→ **Source passage**
BEGIN
The judge, however, said he would later rule on whether the seizure of sugar from the miller’s warehouse and its closure were illegal.
Pay damages
Kiscol through its lawyer Tom Ojienda had sued Kebs, Kenya Revenue Authority (KRA), the Attorney General, the Trade Ministry, the Directorate of Criminal Investigations and the Inspector General of Police for what it called unlawful seizure, closing down of its operations and subsequent economic loss.
Prof Ojienda accused the multi-agency task force of trampling on the rights of his client, saying it had not followed the laid down procedures.
He said that the state’s action to seal the factory’s warehouse, which also stores other equipment, was tantamount to stifling genuine business and the State should be compelled to pay for the damages.
END
→ **Data excerpt**
BEGIN
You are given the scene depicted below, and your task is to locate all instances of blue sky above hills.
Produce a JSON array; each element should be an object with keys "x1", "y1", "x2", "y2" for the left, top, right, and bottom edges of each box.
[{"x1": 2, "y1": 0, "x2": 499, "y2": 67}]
END
→ **Problems and tasks**
• a. From the court report on Kiscol above, return the part that opens with the words containing "Pay damages" and closes with "for the damages.", copied word for word.
• b. Decide whether each statement agrees with the court report on Kiscol, answering yes or no and quoting the words that settle it: (i) Tom Ojienda acted as Kiscol's lawyer. (ii) The judge had already ruled that the seizure of sugar was illegal. (iii) The sealed warehouse held other equipment besides sugar.

→ **Results by task**
• a.
Pay damages
Kiscol through its lawyer Tom Ojienda had sued Kebs, Kenya Revenue Authority (KRA), the Attorney General, the Trade Ministry, the Directorate of Criminal Investigations and the Inspector General of Police for what it called unlawful seizure, closing down of its operations and subsequent economic loss.
Prof Ojienda accused the multi-agency task force of trampling on the rights of his client, saying it had not followed the laid down procedures.
He said that the state’s action to seal the factory’s warehouse, which also stores other equipment, was tantamount to stifling genuine business and the State should be compelled to pay for the damages.

• b.
(i) Yes: "Kiscol through its lawyer Tom Ojienda"
(ii) No: "said he would later rule on whether the seizure of sugar from the miller’s warehouse and its closure were illegal"
(iii) Yes: "which also stores other equipment"